Dataset content
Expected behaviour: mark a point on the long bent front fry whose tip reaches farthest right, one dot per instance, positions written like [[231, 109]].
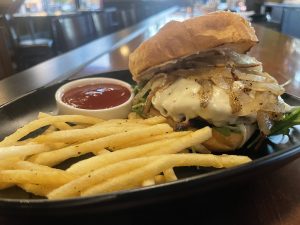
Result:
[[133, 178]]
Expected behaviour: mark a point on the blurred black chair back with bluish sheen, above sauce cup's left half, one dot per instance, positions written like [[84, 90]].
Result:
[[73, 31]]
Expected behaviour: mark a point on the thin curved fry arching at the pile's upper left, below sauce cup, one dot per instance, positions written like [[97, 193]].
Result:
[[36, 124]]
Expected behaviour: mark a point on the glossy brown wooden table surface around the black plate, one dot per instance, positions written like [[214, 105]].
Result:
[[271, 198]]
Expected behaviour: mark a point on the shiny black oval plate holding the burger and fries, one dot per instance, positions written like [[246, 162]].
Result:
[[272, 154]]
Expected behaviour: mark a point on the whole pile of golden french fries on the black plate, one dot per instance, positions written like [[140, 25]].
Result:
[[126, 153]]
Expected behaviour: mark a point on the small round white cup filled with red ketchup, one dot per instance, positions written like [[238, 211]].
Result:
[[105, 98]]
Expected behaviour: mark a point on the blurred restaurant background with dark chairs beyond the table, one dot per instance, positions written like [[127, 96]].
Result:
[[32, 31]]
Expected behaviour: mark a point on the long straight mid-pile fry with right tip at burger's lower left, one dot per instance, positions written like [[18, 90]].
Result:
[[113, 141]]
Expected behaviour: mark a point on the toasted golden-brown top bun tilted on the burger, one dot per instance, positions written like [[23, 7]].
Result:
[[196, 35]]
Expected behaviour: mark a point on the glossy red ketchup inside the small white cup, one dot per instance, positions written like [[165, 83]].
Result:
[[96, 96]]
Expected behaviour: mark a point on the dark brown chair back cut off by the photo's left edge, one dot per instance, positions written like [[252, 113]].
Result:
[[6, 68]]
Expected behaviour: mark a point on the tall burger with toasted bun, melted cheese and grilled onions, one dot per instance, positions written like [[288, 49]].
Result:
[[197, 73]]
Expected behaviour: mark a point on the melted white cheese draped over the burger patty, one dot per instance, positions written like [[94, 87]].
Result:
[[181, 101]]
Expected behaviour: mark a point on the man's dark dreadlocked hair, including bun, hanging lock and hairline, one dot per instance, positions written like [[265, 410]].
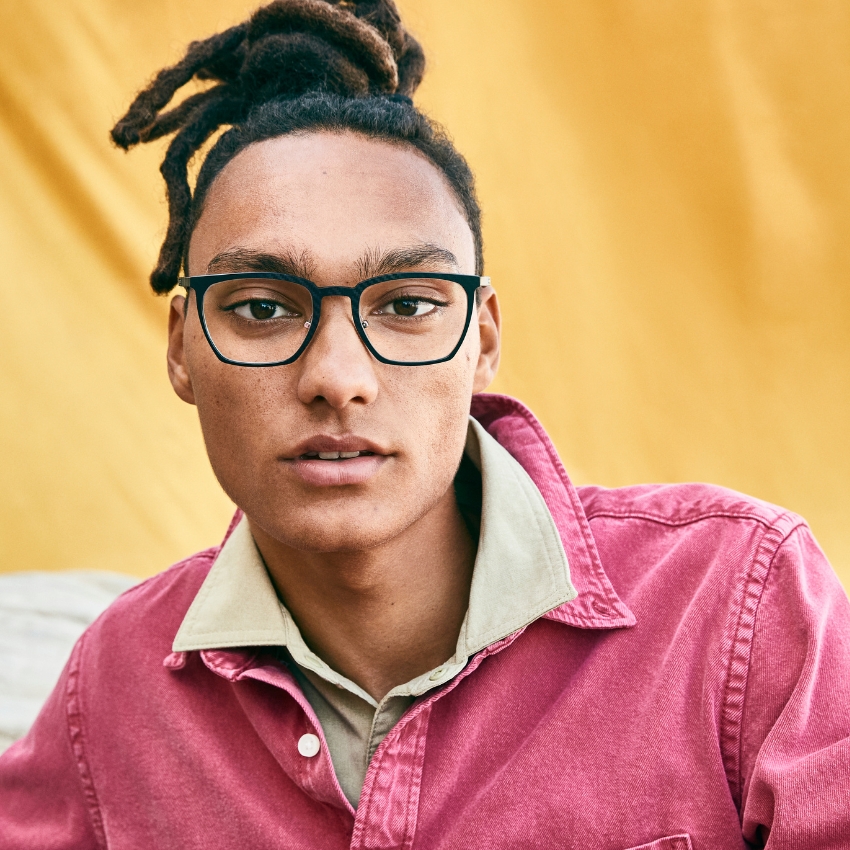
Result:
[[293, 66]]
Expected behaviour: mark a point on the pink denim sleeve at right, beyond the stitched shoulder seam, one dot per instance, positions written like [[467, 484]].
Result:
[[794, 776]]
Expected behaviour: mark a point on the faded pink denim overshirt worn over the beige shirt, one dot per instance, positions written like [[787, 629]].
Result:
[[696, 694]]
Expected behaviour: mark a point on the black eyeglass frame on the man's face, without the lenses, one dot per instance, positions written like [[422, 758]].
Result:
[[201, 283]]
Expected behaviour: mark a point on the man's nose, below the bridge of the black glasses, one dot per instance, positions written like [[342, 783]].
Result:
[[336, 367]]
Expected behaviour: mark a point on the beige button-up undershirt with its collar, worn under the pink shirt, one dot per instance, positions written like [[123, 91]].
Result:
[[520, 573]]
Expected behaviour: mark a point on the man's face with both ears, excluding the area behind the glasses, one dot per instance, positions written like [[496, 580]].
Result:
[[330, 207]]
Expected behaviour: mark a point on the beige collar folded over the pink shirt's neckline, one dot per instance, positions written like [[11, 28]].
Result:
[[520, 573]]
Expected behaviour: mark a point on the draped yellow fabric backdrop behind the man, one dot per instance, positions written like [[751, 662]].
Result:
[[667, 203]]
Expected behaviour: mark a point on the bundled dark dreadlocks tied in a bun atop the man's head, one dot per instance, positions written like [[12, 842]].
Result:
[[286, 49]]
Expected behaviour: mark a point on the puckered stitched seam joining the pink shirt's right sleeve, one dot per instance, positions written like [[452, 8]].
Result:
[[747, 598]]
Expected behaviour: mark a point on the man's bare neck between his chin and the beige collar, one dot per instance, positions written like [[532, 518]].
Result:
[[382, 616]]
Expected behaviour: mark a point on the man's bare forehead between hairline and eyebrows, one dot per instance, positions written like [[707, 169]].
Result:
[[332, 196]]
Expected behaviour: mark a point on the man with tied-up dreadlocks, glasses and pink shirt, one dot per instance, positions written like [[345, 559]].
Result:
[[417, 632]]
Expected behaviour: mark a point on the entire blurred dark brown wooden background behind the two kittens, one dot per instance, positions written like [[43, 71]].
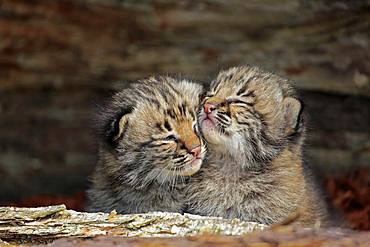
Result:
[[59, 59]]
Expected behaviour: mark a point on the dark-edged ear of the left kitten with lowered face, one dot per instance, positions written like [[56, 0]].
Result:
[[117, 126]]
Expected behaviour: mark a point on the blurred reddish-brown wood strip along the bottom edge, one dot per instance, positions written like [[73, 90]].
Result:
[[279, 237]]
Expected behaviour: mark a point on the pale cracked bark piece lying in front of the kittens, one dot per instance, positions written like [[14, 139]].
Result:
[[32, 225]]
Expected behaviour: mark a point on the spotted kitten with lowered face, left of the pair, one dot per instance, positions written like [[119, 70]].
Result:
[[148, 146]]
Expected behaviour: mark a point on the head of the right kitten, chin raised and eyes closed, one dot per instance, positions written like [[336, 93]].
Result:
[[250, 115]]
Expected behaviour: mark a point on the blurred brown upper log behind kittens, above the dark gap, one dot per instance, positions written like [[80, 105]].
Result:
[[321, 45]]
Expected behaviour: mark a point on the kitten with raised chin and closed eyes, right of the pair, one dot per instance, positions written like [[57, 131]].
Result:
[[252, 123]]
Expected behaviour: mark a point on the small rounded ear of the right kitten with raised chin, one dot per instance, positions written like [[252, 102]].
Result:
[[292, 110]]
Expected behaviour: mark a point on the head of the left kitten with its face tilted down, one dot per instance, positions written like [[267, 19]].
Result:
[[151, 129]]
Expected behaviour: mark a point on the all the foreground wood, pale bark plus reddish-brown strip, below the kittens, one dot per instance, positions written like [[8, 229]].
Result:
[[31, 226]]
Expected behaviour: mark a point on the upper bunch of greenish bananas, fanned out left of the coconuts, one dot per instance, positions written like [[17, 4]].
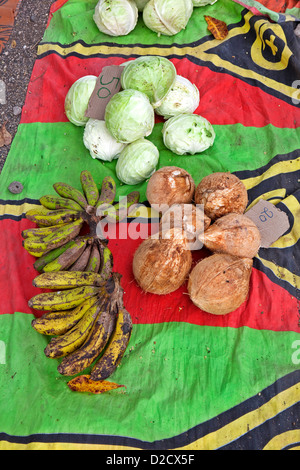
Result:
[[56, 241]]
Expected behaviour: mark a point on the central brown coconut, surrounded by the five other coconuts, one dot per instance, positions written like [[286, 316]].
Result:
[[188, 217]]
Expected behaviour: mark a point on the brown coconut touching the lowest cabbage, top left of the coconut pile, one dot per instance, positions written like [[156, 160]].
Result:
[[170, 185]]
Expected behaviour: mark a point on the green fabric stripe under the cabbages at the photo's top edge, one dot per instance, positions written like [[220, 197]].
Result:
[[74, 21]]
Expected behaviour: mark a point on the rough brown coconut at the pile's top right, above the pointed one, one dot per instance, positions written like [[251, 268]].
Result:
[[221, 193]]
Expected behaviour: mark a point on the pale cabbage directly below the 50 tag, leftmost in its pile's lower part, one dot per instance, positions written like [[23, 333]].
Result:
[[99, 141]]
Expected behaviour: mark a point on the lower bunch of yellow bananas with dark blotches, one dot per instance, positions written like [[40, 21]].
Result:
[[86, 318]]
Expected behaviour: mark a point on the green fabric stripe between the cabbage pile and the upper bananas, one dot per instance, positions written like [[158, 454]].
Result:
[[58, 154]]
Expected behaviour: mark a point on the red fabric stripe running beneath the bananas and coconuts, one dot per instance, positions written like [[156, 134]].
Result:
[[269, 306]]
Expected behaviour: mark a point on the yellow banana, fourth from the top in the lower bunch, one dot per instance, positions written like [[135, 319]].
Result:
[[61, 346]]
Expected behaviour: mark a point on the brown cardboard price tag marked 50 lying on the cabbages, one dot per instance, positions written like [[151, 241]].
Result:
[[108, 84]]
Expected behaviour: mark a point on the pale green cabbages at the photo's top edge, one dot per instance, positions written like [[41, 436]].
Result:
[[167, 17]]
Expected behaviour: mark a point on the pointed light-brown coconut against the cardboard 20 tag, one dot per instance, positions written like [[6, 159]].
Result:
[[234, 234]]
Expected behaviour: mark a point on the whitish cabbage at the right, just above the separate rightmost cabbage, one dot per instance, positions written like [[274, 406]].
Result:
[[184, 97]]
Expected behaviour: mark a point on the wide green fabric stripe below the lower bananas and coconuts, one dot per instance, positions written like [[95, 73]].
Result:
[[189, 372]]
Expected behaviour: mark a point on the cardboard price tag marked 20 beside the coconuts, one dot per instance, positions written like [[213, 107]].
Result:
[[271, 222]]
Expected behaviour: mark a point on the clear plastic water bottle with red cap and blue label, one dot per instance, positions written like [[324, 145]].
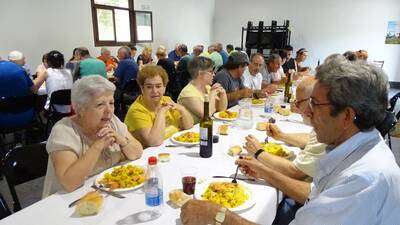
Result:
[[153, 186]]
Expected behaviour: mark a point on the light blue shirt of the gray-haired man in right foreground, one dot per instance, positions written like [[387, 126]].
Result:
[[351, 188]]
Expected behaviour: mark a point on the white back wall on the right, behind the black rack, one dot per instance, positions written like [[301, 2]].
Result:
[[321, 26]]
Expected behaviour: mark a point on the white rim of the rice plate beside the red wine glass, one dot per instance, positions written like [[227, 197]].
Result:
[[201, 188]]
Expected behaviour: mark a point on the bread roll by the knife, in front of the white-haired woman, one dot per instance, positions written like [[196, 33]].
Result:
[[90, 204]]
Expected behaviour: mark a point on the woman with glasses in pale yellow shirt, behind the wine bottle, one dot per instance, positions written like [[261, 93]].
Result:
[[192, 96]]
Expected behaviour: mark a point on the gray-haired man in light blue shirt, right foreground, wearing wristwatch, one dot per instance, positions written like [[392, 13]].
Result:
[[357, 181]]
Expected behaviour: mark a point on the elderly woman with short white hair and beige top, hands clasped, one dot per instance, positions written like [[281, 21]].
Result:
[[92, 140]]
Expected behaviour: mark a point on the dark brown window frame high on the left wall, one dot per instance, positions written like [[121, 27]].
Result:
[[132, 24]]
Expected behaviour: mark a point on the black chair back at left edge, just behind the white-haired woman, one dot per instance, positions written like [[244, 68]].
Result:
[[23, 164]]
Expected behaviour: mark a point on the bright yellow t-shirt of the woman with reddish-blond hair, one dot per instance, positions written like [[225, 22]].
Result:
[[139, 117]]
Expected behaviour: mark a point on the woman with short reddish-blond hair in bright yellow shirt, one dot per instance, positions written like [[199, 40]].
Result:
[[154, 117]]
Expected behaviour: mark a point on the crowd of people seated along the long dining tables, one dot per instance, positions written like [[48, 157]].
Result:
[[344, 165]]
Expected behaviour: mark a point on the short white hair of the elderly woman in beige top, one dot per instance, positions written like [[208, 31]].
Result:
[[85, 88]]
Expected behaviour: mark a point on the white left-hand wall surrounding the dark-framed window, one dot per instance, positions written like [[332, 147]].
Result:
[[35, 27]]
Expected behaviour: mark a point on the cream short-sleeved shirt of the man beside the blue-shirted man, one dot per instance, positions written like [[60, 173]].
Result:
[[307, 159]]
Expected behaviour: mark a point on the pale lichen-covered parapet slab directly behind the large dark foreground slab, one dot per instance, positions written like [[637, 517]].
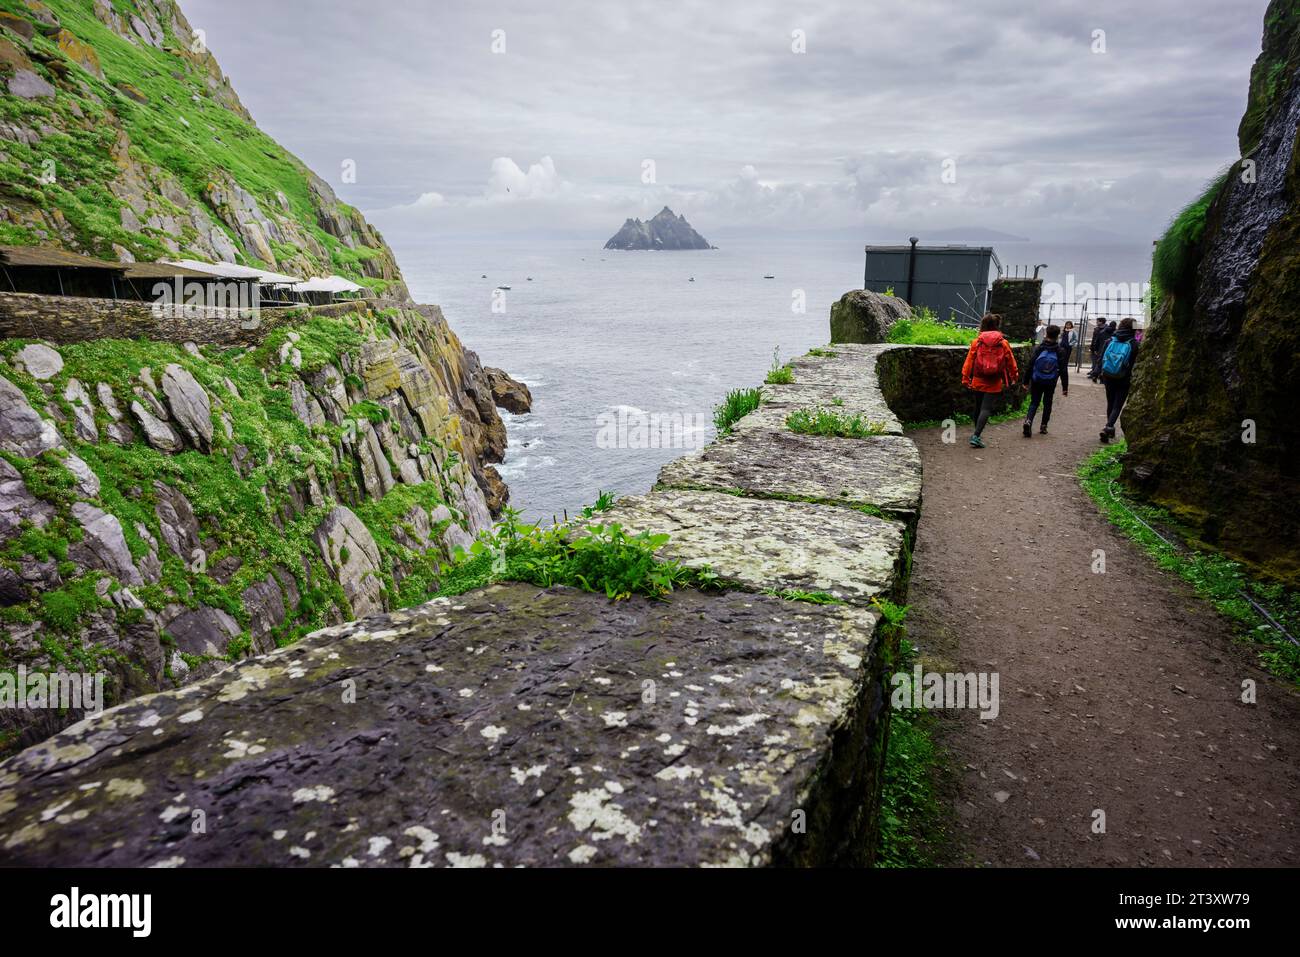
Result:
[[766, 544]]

Assignment
Going through the material above, tally the lines holding "wooden" and give the number alone.

Your solution
2